> _PROBLEM STATEMENT_
Show each line of the rows below that contains the string "clicks". Letter case matters.

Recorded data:
============================================================
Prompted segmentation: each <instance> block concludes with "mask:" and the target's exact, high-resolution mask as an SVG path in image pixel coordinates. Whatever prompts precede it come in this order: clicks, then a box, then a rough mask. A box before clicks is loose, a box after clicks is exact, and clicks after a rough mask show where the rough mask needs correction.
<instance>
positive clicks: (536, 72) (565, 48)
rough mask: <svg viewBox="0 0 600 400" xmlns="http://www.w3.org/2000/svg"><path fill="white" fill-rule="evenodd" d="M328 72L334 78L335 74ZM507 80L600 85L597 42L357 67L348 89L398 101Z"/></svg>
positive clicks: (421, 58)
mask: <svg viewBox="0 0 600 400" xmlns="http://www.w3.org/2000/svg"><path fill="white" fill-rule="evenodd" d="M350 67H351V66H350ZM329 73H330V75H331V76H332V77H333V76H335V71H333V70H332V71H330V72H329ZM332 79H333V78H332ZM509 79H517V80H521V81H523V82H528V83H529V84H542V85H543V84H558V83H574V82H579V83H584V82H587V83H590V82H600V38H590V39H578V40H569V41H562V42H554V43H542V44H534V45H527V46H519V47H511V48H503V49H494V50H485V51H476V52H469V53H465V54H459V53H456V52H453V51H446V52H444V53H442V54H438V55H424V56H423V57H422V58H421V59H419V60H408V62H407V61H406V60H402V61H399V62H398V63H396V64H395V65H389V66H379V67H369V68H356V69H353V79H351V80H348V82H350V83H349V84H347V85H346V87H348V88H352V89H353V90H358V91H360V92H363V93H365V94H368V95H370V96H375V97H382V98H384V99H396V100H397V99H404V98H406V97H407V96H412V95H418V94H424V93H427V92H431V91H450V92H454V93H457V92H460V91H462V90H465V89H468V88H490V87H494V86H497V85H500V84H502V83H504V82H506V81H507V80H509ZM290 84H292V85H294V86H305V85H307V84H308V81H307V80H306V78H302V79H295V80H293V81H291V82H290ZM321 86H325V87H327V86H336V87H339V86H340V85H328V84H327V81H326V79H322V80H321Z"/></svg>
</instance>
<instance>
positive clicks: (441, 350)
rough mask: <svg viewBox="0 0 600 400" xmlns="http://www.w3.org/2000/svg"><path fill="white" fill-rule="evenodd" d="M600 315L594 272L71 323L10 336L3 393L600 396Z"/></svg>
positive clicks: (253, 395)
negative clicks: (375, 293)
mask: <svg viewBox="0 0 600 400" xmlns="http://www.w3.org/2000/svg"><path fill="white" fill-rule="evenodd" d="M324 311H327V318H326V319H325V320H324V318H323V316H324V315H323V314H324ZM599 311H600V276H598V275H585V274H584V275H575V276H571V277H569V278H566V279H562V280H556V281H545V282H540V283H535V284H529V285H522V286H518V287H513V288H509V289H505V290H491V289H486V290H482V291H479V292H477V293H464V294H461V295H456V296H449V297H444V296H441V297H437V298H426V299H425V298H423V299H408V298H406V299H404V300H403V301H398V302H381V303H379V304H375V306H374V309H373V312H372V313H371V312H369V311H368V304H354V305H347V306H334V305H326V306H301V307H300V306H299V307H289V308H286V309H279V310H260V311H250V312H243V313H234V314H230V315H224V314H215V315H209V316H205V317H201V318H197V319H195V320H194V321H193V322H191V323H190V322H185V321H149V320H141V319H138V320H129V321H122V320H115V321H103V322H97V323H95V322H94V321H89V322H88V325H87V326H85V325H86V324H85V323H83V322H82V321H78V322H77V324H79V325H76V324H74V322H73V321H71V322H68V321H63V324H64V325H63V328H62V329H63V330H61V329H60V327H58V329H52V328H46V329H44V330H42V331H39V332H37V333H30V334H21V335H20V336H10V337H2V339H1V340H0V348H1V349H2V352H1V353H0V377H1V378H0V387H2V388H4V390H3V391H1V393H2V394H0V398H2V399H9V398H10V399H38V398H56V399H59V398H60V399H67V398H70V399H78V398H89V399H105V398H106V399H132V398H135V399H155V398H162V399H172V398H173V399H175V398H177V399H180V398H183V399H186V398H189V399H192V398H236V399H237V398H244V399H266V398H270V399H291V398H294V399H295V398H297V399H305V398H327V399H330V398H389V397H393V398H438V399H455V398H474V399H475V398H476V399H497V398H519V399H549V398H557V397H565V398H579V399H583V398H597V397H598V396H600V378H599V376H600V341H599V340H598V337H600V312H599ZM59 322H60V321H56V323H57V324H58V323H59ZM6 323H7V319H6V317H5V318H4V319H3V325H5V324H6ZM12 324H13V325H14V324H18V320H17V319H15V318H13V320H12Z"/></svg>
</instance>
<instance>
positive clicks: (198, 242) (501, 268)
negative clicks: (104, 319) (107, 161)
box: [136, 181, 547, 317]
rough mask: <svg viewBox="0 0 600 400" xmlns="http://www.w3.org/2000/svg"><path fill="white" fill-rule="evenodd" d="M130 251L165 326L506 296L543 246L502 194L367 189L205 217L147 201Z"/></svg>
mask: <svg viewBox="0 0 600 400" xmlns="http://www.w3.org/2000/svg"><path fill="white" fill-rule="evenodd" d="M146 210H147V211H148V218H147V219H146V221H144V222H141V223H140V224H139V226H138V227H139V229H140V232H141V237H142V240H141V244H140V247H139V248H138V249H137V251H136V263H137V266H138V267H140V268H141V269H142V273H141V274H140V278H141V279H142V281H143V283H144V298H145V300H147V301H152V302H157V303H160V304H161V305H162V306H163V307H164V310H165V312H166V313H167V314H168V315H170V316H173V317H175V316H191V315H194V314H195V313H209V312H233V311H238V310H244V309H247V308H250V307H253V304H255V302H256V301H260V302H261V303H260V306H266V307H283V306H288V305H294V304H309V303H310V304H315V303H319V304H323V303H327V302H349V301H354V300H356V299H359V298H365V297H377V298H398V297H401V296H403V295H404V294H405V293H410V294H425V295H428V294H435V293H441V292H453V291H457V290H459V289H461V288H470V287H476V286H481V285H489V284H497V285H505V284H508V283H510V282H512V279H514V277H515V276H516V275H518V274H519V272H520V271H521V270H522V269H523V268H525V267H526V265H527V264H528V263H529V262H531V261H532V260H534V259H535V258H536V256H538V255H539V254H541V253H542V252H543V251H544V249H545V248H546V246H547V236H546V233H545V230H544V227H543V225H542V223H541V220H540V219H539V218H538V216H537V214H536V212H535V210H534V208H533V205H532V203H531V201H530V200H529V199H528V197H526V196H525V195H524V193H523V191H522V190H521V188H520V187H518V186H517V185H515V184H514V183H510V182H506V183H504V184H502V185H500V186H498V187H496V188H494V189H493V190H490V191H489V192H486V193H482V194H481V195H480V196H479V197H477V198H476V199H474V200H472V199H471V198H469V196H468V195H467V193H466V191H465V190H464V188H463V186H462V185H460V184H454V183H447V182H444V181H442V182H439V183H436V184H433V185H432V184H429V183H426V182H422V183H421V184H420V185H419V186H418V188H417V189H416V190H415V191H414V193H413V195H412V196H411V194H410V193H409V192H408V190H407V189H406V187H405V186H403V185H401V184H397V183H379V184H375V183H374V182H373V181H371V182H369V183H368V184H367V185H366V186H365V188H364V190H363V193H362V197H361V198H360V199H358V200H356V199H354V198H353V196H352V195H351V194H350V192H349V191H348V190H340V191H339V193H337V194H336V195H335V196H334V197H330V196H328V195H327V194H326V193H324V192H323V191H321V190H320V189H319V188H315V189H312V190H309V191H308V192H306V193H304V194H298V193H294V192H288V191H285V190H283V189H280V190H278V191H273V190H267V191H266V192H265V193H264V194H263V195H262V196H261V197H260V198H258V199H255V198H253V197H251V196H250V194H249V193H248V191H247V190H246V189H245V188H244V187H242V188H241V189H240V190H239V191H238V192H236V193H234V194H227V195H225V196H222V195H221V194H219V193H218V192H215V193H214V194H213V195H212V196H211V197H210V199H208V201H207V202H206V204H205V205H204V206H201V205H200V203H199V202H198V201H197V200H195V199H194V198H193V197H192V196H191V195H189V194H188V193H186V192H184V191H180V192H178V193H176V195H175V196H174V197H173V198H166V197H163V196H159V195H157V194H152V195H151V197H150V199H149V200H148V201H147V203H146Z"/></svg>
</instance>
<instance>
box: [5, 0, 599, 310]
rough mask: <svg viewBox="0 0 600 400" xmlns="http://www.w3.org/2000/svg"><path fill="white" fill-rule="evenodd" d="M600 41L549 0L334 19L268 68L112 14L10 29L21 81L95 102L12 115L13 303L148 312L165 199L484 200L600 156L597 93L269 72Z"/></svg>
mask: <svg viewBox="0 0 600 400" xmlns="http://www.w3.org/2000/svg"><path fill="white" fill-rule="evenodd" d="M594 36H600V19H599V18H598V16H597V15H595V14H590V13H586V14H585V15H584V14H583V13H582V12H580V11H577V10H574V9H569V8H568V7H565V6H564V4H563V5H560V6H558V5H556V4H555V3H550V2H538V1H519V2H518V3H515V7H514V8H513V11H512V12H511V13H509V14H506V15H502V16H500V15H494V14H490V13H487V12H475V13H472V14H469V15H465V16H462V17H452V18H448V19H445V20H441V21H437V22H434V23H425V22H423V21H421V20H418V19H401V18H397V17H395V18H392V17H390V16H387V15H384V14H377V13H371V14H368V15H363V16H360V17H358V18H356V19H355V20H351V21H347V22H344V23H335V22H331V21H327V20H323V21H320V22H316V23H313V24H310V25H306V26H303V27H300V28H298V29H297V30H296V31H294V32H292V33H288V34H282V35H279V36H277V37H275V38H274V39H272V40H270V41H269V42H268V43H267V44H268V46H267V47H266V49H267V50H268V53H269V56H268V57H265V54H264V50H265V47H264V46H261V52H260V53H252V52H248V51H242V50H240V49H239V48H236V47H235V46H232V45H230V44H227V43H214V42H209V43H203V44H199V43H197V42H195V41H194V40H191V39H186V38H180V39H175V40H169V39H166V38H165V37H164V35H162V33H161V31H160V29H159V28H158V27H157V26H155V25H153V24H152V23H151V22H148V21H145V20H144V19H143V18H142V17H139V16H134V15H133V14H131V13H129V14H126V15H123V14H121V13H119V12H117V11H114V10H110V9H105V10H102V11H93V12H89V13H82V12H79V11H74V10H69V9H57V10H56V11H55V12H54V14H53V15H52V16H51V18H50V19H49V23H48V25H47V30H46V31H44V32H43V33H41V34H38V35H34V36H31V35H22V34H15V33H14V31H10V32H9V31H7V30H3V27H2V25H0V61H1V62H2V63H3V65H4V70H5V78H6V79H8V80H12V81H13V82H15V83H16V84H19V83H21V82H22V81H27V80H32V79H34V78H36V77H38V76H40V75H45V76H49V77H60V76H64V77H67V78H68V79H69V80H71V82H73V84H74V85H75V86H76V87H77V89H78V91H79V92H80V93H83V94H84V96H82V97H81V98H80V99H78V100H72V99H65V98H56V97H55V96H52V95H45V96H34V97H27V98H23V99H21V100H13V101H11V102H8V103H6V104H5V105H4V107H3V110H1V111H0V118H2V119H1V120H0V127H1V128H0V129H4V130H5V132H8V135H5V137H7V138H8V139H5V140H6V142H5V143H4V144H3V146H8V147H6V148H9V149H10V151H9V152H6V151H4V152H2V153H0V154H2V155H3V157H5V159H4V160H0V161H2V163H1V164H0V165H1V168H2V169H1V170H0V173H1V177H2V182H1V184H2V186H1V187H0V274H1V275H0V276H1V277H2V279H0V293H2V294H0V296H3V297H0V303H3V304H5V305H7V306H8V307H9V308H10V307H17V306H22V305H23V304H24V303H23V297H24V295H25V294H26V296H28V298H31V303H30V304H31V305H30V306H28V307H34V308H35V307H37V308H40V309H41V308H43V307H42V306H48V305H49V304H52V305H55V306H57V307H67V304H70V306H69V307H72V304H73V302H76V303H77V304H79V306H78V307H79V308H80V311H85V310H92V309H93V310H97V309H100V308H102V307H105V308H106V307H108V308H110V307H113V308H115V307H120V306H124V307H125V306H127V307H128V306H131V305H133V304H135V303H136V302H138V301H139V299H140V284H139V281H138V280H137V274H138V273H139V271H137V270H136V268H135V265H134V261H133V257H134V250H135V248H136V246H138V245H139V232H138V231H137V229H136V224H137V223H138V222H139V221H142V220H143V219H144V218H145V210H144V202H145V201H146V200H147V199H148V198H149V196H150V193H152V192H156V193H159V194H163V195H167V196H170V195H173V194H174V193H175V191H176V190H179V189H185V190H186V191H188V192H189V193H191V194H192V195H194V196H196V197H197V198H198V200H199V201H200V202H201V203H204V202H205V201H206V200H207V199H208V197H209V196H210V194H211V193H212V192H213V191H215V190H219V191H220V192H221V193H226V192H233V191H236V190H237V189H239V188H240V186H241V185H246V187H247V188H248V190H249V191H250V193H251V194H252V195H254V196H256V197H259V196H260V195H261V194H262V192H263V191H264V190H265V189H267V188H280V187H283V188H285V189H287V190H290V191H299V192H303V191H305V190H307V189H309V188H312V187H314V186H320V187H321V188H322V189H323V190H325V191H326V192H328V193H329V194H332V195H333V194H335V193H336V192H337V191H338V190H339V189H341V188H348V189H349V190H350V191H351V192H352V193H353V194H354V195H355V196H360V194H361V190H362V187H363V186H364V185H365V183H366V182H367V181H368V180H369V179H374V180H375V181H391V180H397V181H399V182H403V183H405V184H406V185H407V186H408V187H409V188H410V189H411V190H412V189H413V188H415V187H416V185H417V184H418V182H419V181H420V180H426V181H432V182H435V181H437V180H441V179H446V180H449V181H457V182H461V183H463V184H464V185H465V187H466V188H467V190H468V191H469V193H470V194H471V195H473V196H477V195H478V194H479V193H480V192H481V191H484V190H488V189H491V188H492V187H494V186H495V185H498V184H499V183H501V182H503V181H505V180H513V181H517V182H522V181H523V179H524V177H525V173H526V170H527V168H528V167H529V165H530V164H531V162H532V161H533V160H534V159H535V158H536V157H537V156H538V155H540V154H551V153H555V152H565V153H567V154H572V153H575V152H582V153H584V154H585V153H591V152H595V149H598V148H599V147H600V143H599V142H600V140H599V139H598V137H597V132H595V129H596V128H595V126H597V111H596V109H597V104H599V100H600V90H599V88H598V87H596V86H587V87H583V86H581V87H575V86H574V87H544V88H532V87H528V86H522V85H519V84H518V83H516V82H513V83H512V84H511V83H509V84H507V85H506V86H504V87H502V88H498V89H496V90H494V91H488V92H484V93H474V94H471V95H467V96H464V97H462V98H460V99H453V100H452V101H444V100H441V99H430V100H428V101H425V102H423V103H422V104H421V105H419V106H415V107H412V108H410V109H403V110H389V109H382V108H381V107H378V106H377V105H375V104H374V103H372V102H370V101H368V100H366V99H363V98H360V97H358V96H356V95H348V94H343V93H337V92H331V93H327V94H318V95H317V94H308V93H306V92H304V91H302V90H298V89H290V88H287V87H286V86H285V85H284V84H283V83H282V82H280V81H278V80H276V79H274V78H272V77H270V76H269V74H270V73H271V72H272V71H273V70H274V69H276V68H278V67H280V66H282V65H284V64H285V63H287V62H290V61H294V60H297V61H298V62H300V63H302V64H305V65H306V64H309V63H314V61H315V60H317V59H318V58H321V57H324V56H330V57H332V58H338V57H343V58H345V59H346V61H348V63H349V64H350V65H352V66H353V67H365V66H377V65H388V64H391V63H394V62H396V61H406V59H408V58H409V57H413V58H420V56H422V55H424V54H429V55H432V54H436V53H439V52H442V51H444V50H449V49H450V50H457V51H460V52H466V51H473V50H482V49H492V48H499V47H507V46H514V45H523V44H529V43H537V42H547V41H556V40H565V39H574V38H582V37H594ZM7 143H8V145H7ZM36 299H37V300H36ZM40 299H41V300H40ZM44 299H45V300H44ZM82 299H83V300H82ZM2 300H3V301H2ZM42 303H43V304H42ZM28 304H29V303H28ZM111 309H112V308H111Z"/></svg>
============================================================
> _SOLUTION TO THE EXERCISE_
Prompted segmentation: each <instance> block concludes with "mask:" and the target's exact, high-resolution mask as an SVG path in image pixel coordinates. Whatever prompts precede it come in this order: clicks, then a box, then a rough mask. A box before clicks is loose, a box after clicks is exact, and clicks after a rough mask show where the rough mask needs correction.
positive clicks: (536, 72) (565, 48)
positive clicks: (421, 58)
positive clicks: (441, 350)
positive clicks: (253, 395)
negative clicks: (375, 293)
positive clicks: (198, 242) (501, 268)
negative clicks: (104, 319) (107, 161)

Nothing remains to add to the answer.